Menjaga konsentrasi dan fokus anak harus dilakukan juga agar proses belajarnya efektif.

The Ling Six Sound

Awalnya ajarkan ling six sound dengan memakai mainan agar anak mudah mengingat. Pesawat untuk huruf ‘a’ dengan suara berirama, suara ‘i’ diajarkan dengan mengenalkan konsep kotor maka bersuara ‘iiiiii’. Pakai mainan kereta untuk huruf ‘u’ diajarkan dengan suara tut tut tut. Kemudian pakai ular untuk mengajarkan suara ‘ssssss’ (mendesis) dan tempat tidur untuk mengajarkan suara ‘ssshhhh’. Suara ‘mmmm’ diajarkan dengan mainan es krim atau kue.

IMG_0432

Pada masa-masa awal, tidak semua huruf bisa diucapkan anak. Untuk Aziza, huruf ‘i’ keluar setelah 8 bulan alat implan dinyalakan. Saya tuliskan bagaimana kami menanti huruf ‘i’ dan mengajarkannya di tulisan lain. Untuk huruf ‘s’ , Aziza baru bisa mengucapkan setelah 10 bulan. Sungguh bukan suatu hal yang mudah 😊.

Ajarkan Aturan  

Dulu sebelum Aziza memakai ABD dan Implan, dia mudah merebut apa saja yang dipegang kakak-kakaknya, mudah marah dan menangis. Ternyata saya baca banyak anak lain yang mengalami hal sama.

Bisa dimaklumi karena saat itu Aziza atau mungkin anak yang terlahir tuli belum mengerti instruksi bergantian. Di satu sisi keinginannya untuk mendapatkan apa atau melakukan apa tidak diketahui orang lain karena belum bisa menyampaikan. Situasi yang melelahkan itu yang membuat anak jadi mudah emosi. Karena itu, saat awal mendengar, perlu diajarkan konsep bergiliran melakukan sesuatu dan ajarkan meminta.

# Materi yang Ditampilkan

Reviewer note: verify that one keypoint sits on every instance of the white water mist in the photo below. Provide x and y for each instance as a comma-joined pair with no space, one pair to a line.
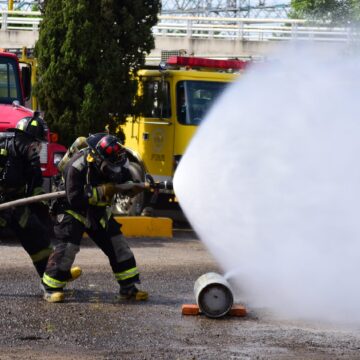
271,183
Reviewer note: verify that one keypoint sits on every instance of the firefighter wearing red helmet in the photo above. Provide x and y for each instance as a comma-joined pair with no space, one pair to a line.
20,176
90,177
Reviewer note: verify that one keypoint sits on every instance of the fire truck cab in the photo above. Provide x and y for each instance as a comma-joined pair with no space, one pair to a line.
15,92
175,98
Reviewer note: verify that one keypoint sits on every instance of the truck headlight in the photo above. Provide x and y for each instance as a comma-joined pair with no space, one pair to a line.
57,158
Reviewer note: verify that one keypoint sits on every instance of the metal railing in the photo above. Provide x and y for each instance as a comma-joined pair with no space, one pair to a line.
242,29
20,20
246,29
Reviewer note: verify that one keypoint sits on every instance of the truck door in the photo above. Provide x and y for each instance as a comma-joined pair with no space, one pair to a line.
156,130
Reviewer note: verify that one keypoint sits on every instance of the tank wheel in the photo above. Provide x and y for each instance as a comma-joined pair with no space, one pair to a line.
125,205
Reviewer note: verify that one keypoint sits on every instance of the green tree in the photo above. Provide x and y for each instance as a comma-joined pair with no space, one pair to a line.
87,50
330,11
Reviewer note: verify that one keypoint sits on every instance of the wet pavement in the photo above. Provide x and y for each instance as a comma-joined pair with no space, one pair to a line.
92,324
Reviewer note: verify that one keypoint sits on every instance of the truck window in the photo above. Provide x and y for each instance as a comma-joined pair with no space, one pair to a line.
156,99
194,98
9,82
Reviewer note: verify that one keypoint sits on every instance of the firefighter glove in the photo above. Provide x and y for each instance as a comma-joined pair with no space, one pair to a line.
106,192
134,190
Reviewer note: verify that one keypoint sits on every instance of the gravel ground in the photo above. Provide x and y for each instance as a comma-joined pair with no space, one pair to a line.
92,324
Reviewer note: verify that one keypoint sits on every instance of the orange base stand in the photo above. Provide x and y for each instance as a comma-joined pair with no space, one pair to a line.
193,309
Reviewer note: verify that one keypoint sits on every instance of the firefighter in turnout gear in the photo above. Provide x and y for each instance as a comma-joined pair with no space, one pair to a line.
20,176
90,177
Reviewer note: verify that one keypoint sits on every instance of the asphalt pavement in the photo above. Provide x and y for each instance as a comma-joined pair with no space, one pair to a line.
93,324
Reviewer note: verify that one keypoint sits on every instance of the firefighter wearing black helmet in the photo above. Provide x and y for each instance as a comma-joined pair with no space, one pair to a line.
90,177
20,176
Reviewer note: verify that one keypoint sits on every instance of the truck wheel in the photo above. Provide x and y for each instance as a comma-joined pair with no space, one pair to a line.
125,205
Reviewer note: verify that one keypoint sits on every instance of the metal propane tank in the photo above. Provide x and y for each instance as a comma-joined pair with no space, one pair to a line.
213,295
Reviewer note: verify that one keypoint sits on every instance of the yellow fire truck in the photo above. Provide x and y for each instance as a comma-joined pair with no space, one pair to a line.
175,98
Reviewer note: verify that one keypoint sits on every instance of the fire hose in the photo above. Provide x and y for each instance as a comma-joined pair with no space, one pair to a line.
120,188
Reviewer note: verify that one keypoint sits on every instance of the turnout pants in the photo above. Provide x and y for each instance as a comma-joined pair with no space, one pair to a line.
69,232
32,234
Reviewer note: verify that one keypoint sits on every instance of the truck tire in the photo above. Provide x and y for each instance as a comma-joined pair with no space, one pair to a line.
125,205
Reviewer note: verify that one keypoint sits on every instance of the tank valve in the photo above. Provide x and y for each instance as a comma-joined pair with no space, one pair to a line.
213,295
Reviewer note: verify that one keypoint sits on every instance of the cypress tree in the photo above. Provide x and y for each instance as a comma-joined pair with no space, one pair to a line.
87,50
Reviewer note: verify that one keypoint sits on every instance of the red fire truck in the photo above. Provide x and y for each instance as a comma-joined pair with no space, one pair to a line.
15,90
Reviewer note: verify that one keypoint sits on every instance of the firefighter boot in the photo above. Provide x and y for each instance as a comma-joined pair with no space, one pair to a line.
54,296
75,273
131,292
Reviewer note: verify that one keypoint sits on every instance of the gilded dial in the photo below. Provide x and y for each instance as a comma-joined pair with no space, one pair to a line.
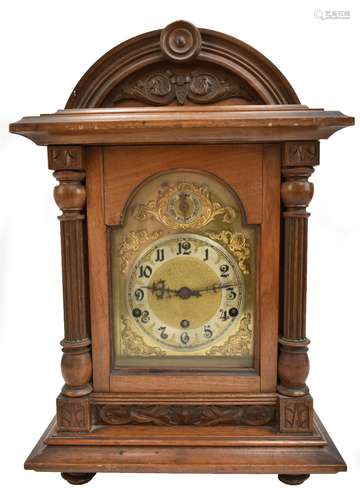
185,291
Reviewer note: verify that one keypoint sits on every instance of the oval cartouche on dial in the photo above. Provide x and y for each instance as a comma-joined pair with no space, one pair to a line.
185,291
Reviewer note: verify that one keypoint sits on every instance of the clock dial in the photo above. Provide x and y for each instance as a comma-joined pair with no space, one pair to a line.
185,292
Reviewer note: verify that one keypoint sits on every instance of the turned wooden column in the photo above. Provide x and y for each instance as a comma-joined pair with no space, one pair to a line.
298,159
76,364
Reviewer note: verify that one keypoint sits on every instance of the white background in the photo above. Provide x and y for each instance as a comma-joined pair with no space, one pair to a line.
45,48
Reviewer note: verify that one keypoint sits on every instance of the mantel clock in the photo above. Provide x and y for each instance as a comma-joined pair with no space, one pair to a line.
183,159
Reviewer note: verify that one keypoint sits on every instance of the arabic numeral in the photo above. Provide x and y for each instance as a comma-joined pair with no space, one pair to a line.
224,271
160,255
230,293
184,248
184,337
208,333
224,314
139,294
145,271
163,333
145,317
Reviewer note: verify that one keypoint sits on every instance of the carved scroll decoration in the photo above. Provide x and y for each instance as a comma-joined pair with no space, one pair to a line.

# Daftar Tugas
(1) Tentukan apakah setiap pernyataan berikut sesuai dengan teks bacaan tentang Ling Six Sound. Jawab ya atau tidak, lalu kutip kata-kata penentunya dari teks tersebut. (a) Suara 'u' diajarkan dengan mainan kereta. (b) Aziza sudah bisa mengucapkan huruf 's' setelah 8 bulan. (c) Suara 'mmmm' diajarkan dengan mainan pesawat.
(2) Lanjutkan teks bacaan tentang Ling Six Sound mulai dari kalimat terakhirnya.

# Jawaban Latihan
(1)
(a) Ya: "Pakai mainan kereta untuk huruf ‘u’ diajarkan dengan suara tut tut tut."
(b) Tidak: "Untuk huruf ‘s’ , Aziza baru bisa mengucapkan setelah 10 bulan."
(c) Tidak: "Suara ‘mmmm’ diajarkan dengan mainan es krim atau kue."

(2)
Awalnya kami mengajarkan kata ‘mau’ sambil tangan menengadah kalau Aziza menginginkan sesuatu. Butuh beberapa waktu hingga akhirnya dia paham ada aturan itu. Hingga akhirnya dia tak lagi merebut dan kalau meminta apapun harus mengucap ‘mau’ dan tangan menengadah. 😊

Mengulang Kata dan Memberi Penekanan

Orang tua atau pengasuh di rumah jangan pernah lelah mengulang-ulang kosakata agar nempel di kepala anak. Kami juga terus mengulang namanya hingga ribuan kali saat mengenalkan namanya. Hehe ‘ini Aziza’, ‘ini mami’,  ‘Mami bobok sama Aziza’, ‘Sini Aziza main bola sama mami’, ‘Aziza makan es krim’, ‘Aziza mau mandi sama boneka’.

Kami terus dan terus mengulang nama Aziza dalam keseharian hingga dia makin lama mengenal nama. Aziza sendiri sadar bahwa namanya adalah ‘Aziza’ sekitar 6 bulan setelah alat implan diaktifkan 23 Desember 2016. Dia pun mau menyahut kalau dipanggil. “Yaa, apaaa,” jawabnya kalau dipanggil. 😊 (Sekarang dia makin cerewet justru dia yang memanggil-manggil semua orang seisi rumah berulang-ulang 😬).

Untuk mengenalkan kosakata, gunakan juga metode acoustic highlighting yang maksudnya bicara dengan menekankan pada kosakata tertentu.

Contohnya saat mengajarkan aktifitas ‘potong’ dengan bermain potong-potongan. Kita bisa terus mengulang katanya dalam kalimat: “Yuk kita potong sayur”, “Ini wortel dan sayuran mau dipotong”, “potongnya pakai pisau”, “Aziza potong sayurnya ya”, “Potong, potong”.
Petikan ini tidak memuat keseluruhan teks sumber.